Huit adéquations des contraires dans l’exposition « Sur les traces de la lumière et de la matière » à Mohammédia

A l’occasion de son inauguration, AMBER GALLERY (Boulevard Hassan II –Mohammédia)

organise une exposition collective intitulée « sur les traces de la lumière et de la matière ». L’exposition, qui dure du 18 mai au 18 juin, propose les œuvres de huit artistes marocains. Eclairage.



Said Ahid

Huit artistes confirmés. Un éventail d’œuvres dont chacune extrait sa singularité du lexique pictural propre à son créateur. Mais une pluralité de créations qui convergent, néanmoins. Car les unes et les autres composent, à un degré ou à un autre, un hymne à la matière et à la lumière. Ou plus formellement, aux traces de l’une et de l’autre, de l’une lorsqu’elle effleure l’autre ou la déflore.
Tel est le mets, royal  autant que raffiné, que propose AMBER GALLERY à l’occasion de son inauguration.

+++++

Consignes:
1 > Recopiez sans rien changer le passage de l'article sur l'exposition qui commence aux mots « A l’occasion de » et s'arrête après « de son inauguration. ».
2 > D'après l'article sur l'exposition, entre quelles dates l'exposition se tient-elle ?

+++++

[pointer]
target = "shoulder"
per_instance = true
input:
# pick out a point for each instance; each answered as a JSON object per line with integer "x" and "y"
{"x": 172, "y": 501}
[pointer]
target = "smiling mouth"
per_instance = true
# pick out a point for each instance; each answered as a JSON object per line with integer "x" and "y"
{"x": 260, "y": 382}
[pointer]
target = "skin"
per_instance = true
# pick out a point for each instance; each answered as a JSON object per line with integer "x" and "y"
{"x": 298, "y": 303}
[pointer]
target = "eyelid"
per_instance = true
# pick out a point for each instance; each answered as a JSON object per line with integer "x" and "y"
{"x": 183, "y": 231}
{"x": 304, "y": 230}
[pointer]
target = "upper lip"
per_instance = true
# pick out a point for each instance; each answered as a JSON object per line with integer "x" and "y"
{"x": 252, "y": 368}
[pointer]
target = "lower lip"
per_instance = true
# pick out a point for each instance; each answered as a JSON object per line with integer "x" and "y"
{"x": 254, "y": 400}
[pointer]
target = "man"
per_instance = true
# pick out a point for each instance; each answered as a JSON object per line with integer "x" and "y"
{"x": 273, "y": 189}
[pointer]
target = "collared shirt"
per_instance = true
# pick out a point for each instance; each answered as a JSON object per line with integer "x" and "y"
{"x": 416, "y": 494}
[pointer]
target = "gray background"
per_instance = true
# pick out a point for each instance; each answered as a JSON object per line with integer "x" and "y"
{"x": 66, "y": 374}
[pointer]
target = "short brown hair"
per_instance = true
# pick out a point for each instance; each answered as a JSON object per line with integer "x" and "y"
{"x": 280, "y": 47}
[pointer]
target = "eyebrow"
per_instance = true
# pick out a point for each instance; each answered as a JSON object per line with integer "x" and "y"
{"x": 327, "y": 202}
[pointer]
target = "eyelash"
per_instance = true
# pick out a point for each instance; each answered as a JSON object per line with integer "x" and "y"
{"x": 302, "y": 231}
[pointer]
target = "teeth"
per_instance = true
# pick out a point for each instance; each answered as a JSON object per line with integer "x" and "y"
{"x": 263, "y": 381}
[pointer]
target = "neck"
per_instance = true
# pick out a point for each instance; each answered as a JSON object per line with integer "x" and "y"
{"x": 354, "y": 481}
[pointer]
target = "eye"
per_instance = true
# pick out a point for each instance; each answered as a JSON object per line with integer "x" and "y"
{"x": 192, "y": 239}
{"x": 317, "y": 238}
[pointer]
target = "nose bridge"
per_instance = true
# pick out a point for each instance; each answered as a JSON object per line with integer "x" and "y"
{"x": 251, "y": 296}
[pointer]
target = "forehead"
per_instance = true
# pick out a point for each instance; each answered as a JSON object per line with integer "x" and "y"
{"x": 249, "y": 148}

+++++

Corrigé de l'exercice:
1 >
A l’occasion de son inauguration, AMBER GALLERY (Boulevard Hassan II –Mohammédia)

organise une exposition collective intitulée « sur les traces de la lumière et de la matière ». L’exposition, qui dure du 18 mai au 18 juin, propose les œuvres de huit artistes marocains. Eclairage.



Said Ahid

Huit artistes confirmés. Un éventail d’œuvres dont chacune extrait sa singularité du lexique pictural propre à son créateur. Mais une pluralité de créations qui convergent, néanmoins. Car les unes et les autres composent, à un degré ou à un autre, un hymne à la matière et à la lumière. Ou plus formellement, aux traces de l’une et de l’autre, de l’une lorsqu’elle effleure l’autre ou la déflore.
Tel est le mets, royal  autant que raffiné, que propose AMBER GALLERY à l’occasion de son inauguration.

2 > Du 18 mai au 18 juin.